▶ [Required action]: Lines from the records below that contain the word "every" are to be copied out.

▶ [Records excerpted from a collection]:
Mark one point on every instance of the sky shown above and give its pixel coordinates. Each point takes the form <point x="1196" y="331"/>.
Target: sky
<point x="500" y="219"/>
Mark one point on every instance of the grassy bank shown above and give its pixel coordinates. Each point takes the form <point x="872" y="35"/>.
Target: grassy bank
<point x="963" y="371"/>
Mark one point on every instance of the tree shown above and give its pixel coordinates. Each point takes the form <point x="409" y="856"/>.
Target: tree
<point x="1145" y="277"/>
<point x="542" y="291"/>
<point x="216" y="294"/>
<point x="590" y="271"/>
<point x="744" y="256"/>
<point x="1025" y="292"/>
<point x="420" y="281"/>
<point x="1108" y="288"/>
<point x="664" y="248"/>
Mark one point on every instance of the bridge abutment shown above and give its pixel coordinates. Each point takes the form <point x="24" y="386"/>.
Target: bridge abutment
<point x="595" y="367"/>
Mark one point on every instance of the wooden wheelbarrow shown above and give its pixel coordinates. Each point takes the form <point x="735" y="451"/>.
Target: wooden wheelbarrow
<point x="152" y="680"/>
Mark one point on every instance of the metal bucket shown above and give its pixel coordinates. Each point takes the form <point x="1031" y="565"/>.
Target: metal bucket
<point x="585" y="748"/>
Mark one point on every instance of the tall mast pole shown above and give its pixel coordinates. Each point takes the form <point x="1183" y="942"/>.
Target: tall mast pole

▶ [Solution]:
Mark one point on every instance of the sky shown above and give its pixel coordinates. Each point takes the form <point x="1196" y="331"/>.
Mark one point on every instance of the grassy bank shown above and give its pixel coordinates. Each point takes the form <point x="872" y="35"/>.
Mark one point on every instance of the tree shown above and give its pixel coordinates. Each point takes the form <point x="409" y="856"/>.
Mark one point on every instance of the bridge abutment shown above and give its pixel coordinates. Each point takes the form <point x="24" y="386"/>.
Mark one point on every instance of the wooden wheelbarrow shown above and give its pixel coordinates. Each point takes the form <point x="735" y="451"/>.
Mark one point on every instance of the metal bucket shown above and give its pixel coordinates. Each point takes the form <point x="1031" y="565"/>.
Mark one point on every instance of the tall mast pole shown above and give its pixel coordinates. Each point takes the form <point x="1183" y="942"/>.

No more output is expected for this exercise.